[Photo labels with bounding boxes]
______
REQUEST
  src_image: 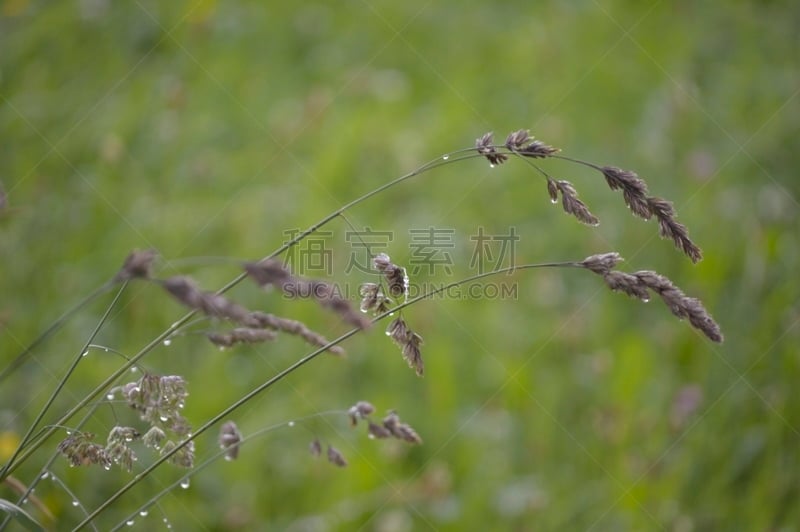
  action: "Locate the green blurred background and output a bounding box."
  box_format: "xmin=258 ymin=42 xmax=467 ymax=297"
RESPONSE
xmin=0 ymin=0 xmax=800 ymax=531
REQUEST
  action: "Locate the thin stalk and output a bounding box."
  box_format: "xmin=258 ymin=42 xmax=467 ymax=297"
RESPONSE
xmin=0 ymin=148 xmax=482 ymax=480
xmin=0 ymin=281 xmax=114 ymax=383
xmin=109 ymin=410 xmax=347 ymax=532
xmin=0 ymin=281 xmax=128 ymax=478
xmin=75 ymin=261 xmax=584 ymax=530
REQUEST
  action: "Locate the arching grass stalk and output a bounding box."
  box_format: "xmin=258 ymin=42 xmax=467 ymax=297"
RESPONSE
xmin=0 ymin=280 xmax=115 ymax=383
xmin=75 ymin=261 xmax=586 ymax=530
xmin=0 ymin=148 xmax=481 ymax=480
xmin=0 ymin=281 xmax=128 ymax=478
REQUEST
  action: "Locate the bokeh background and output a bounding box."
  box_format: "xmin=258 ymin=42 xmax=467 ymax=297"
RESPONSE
xmin=0 ymin=0 xmax=800 ymax=531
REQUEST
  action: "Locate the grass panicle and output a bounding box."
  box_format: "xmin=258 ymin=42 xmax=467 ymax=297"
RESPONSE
xmin=0 ymin=129 xmax=723 ymax=528
xmin=580 ymin=253 xmax=724 ymax=343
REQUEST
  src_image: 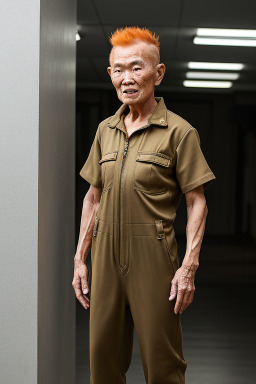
______
* [STATED GOAL] Could you copy out all the rows above, swapping every "output" for "return" and changing nothing else? Leave the pictures out of your answer.

* [TASK SOLUTION]
REQUEST
  src_image: 
  action: "Locate the green blurred background and return a bounding box."
  box_format: "xmin=258 ymin=42 xmax=467 ymax=297"
RESPONSE
xmin=0 ymin=0 xmax=800 ymax=531
REQUEST
  action: "Locate the thin stalk and return a bounding box."
  box_format: "xmin=258 ymin=42 xmax=467 ymax=297"
RESPONSE
xmin=0 ymin=148 xmax=482 ymax=480
xmin=0 ymin=281 xmax=114 ymax=383
xmin=109 ymin=410 xmax=347 ymax=532
xmin=0 ymin=281 xmax=128 ymax=478
xmin=75 ymin=261 xmax=584 ymax=530
REQUEST
  action: "Locate the arching grass stalk and return a bounding box."
  box_format: "xmin=258 ymin=42 xmax=467 ymax=297"
RESPONSE
xmin=0 ymin=280 xmax=115 ymax=383
xmin=75 ymin=261 xmax=586 ymax=530
xmin=0 ymin=148 xmax=481 ymax=480
xmin=0 ymin=281 xmax=128 ymax=478
REQUEST
  action: "Locate the bokeh background and return a bounding box."
  box_format: "xmin=258 ymin=42 xmax=467 ymax=297"
RESPONSE
xmin=0 ymin=0 xmax=800 ymax=531
REQUEST
  action: "Locate the grass panicle and return a bounding box."
  box_format: "xmin=258 ymin=42 xmax=467 ymax=297"
RESPONSE
xmin=0 ymin=129 xmax=723 ymax=528
xmin=580 ymin=253 xmax=724 ymax=343
REQUEST
  src_image: 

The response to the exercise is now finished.